__EXERCISE PROMPT__:
Restate the records that follow word for word; no pictures should appear.

__PROVIDED MATERIAL__:
- Opening Delimiter -

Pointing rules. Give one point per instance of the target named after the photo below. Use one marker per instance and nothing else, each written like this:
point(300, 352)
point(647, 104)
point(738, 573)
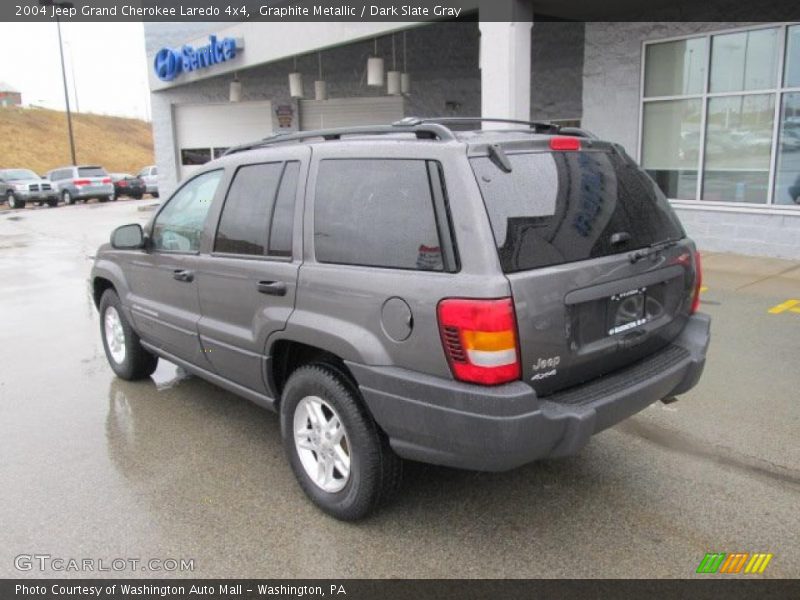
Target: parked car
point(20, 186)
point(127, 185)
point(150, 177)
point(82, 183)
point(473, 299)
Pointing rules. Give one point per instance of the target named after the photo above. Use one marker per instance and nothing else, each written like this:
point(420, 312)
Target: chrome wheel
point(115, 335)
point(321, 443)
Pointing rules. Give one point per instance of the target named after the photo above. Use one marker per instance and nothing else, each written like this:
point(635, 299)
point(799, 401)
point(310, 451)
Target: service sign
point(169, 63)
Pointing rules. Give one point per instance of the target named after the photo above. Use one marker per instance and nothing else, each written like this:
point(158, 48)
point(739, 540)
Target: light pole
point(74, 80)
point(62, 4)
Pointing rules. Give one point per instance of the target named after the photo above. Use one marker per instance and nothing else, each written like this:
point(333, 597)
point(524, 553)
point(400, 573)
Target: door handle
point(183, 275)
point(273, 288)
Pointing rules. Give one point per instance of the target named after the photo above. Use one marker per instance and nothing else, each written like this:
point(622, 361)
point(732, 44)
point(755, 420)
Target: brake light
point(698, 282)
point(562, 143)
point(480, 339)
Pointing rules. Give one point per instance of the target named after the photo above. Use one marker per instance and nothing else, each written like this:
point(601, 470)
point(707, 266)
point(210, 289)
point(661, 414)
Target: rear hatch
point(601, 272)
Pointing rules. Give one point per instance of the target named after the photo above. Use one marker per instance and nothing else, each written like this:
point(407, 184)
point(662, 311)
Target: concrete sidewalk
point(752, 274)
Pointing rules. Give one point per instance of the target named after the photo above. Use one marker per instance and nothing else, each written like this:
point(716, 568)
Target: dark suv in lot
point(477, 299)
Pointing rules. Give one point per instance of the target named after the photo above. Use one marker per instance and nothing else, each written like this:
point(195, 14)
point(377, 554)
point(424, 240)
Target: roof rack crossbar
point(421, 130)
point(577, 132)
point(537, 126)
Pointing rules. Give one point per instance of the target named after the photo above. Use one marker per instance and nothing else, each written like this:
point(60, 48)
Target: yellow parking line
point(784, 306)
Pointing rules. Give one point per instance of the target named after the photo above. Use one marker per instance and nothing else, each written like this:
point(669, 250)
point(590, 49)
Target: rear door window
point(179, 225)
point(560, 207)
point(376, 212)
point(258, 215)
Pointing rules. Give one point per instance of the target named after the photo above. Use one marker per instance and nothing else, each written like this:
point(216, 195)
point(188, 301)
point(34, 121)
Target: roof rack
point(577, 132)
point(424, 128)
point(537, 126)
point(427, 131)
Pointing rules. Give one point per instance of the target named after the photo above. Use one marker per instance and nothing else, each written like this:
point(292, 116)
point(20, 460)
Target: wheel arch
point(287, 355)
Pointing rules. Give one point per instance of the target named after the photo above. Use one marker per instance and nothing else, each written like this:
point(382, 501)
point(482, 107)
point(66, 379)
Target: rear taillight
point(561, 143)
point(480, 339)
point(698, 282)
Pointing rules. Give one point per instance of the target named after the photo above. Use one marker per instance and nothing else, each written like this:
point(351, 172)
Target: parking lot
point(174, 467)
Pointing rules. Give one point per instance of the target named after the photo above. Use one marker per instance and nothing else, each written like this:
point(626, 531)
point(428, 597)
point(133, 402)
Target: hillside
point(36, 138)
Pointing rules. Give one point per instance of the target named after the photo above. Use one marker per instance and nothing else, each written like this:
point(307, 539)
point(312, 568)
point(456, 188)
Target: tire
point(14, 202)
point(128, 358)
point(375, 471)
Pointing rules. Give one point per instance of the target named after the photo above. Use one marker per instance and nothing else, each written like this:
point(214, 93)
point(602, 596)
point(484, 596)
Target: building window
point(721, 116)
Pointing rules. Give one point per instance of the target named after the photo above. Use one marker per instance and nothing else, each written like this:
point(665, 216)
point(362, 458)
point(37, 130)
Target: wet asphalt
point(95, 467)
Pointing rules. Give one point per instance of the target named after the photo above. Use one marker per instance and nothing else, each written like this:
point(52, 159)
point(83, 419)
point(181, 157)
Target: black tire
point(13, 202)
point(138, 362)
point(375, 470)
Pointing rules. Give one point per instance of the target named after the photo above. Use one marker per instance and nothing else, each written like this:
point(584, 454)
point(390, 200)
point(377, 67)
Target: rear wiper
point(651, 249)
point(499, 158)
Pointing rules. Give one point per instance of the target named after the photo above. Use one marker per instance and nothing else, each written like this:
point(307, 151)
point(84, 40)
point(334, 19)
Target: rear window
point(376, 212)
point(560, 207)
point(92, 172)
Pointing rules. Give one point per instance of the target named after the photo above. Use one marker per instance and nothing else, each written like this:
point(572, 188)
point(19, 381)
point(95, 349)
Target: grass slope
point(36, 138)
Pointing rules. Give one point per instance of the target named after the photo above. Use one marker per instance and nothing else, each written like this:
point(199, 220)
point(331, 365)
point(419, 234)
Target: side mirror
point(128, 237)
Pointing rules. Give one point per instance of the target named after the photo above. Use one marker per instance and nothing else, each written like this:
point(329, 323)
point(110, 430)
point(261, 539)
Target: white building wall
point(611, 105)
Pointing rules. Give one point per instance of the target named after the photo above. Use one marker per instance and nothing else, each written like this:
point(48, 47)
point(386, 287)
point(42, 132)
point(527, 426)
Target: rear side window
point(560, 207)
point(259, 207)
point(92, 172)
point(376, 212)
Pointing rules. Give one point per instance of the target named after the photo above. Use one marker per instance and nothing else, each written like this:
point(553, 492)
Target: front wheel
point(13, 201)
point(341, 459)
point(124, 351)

- Closing Delimiter -

__RESPONSE__:
Pointing rules. Give one point per instance of the target named after the photo below. Use one marker per instance and nothing else, each written like this:
point(300, 352)
point(647, 104)
point(738, 573)
Target: parked car
point(20, 186)
point(127, 185)
point(150, 177)
point(82, 183)
point(473, 299)
Pointing rules. Give one point per instance of the target named after the photo above. Use one marker per instance and nothing else, each written like this:
point(420, 312)
Target: chrome wheel
point(115, 335)
point(321, 443)
Pointing rules. Give one point per instance of the target named after the photo above. Use one marker per instance and nothing else, each written like this:
point(635, 299)
point(799, 401)
point(310, 451)
Target: service sign
point(169, 63)
Pointing rules. Give one point per instance of the target named after the photo above. Use one marker per instance and nothing else, each written like this:
point(158, 48)
point(739, 540)
Target: light pole
point(74, 80)
point(62, 4)
Pointing rules. Give one point per instance of the target named after the photo above. Use one marker per instance and nothing else, each written like this:
point(333, 597)
point(524, 553)
point(400, 573)
Target: door handle
point(183, 275)
point(273, 288)
Pointing rules. Give one point per instance of the target named after the photo above. Use one marker per instance and nothing else, each written like this:
point(622, 361)
point(732, 44)
point(755, 420)
Target: brake light
point(698, 282)
point(562, 143)
point(480, 339)
Pointing rules. Give one point per instance of the target named after the photo above. Use one marker per instance and nothing else, each written like this:
point(601, 470)
point(707, 266)
point(210, 289)
point(661, 414)
Target: rear hatch
point(601, 272)
Pointing rules. Give one point per instance of the target named after the photo above. Use one marker per instance and nothing else, each written like this:
point(407, 184)
point(662, 311)
Target: concrete sidewalk
point(752, 274)
Pointing rules. Give one point per instance of the target named after the photo above. Use one marker per instance and nothing else, each written like this:
point(716, 568)
Target: dark suv in lot
point(477, 299)
Pointing rules. Give one point per instance of the target named after the photo above. Use one marker per instance and nothing else, each written like this:
point(195, 14)
point(377, 554)
point(424, 240)
Target: roof rack crossbar
point(421, 130)
point(577, 132)
point(537, 126)
Pointing rules. Give one point per instance of the target named after the photo above. Use one marker per instance and nothing else, each written like this:
point(60, 48)
Target: yellow parking line
point(784, 306)
Pointing rules. Give one point per instance of the target named after the photo above. Use one marker per instance and nothing else, each written like this:
point(669, 250)
point(590, 49)
Target: rear door window
point(179, 225)
point(560, 207)
point(376, 212)
point(258, 215)
Pointing rules. Give one point per instance of the target named after the photo above. Use one marker per instance and nothing else, each written like this:
point(216, 195)
point(188, 301)
point(34, 121)
Target: roof rack
point(577, 132)
point(424, 128)
point(537, 126)
point(427, 131)
Pointing rules. Give one point per instance of the target named after the photo above. Use one marker per instance and nothing else, each written like this:
point(292, 116)
point(20, 460)
Target: wheel arch
point(287, 355)
Pointing rules. Give one point per instance of the target named after the photo above. Use one marker per instance and nothing else, each written like this:
point(382, 501)
point(482, 107)
point(66, 379)
Target: rear taillight
point(561, 143)
point(480, 339)
point(698, 282)
Pointing rules. Give one point per instance of the target named after the photo above. Use one marker per instance and nothing else, each written like this:
point(351, 172)
Target: parking lot
point(174, 467)
Pointing rules. Give one point per instance of the target named after the photo above. Use one marker per instance and nothing else, each written like this:
point(626, 531)
point(428, 597)
point(133, 402)
Target: hillside
point(36, 138)
Pointing rules. Give one point per instance of the target named after the photo above. Use one marker per instance and nothing else, each written like this:
point(307, 539)
point(312, 568)
point(456, 188)
Target: tire
point(14, 202)
point(128, 358)
point(375, 471)
Pointing rules. Give one point per instance of the target named after the photo above. Use one marker per instance and nothing else, each written like this:
point(214, 93)
point(602, 596)
point(484, 596)
Target: building window
point(721, 116)
Pointing rules. Give one point per instance of the target named after the photo above. Use one marker per instance and nothing else, each written like this:
point(665, 216)
point(362, 458)
point(37, 130)
Target: wet asphalt
point(95, 467)
Pointing rules. Give one point per instance of the target named after the photo above. Use one marker per instance and nothing else, each written like this:
point(52, 159)
point(83, 419)
point(181, 157)
Target: black tire
point(13, 202)
point(138, 362)
point(375, 470)
Pointing rules. Give one point per instance of the target named after the photo above. Use one marker per instance and nothing else, each written like this:
point(584, 454)
point(390, 200)
point(377, 67)
Target: rear wiper
point(651, 249)
point(499, 158)
Pointing rules. Give one point per instance of the target named after the photo above. Use one marker per instance and nothing else, each written like this:
point(307, 151)
point(84, 40)
point(334, 19)
Target: rear window
point(376, 212)
point(560, 207)
point(92, 172)
Pointing rules. Give one point per instance of the target named after the photo above. Use one marker per instance and nothing else, each written like this:
point(572, 188)
point(19, 381)
point(95, 349)
Target: grass slope
point(36, 138)
Pointing rules. Give one point per instance of the target named after the photo above. Use one marker per instance and nothing else, each written like this:
point(199, 220)
point(331, 365)
point(419, 234)
Target: side mirror
point(128, 237)
Pointing rules. Give one point per instance of the target named after the photo above. Use one marker per instance and nothing else, each written like this:
point(329, 323)
point(110, 430)
point(261, 539)
Target: white building wall
point(611, 105)
Pointing rules. Give one point per instance of the target named after the photo above. Use one marker per instance and nothing else, each written like this:
point(48, 47)
point(386, 287)
point(42, 132)
point(527, 426)
Target: rear side window
point(560, 207)
point(259, 207)
point(92, 172)
point(376, 212)
Pointing rules. Give one point per instance of the target named after the photo above. Use one marker per instance and nothing else, each written like this:
point(553, 492)
Target: front wheel
point(13, 201)
point(341, 459)
point(124, 351)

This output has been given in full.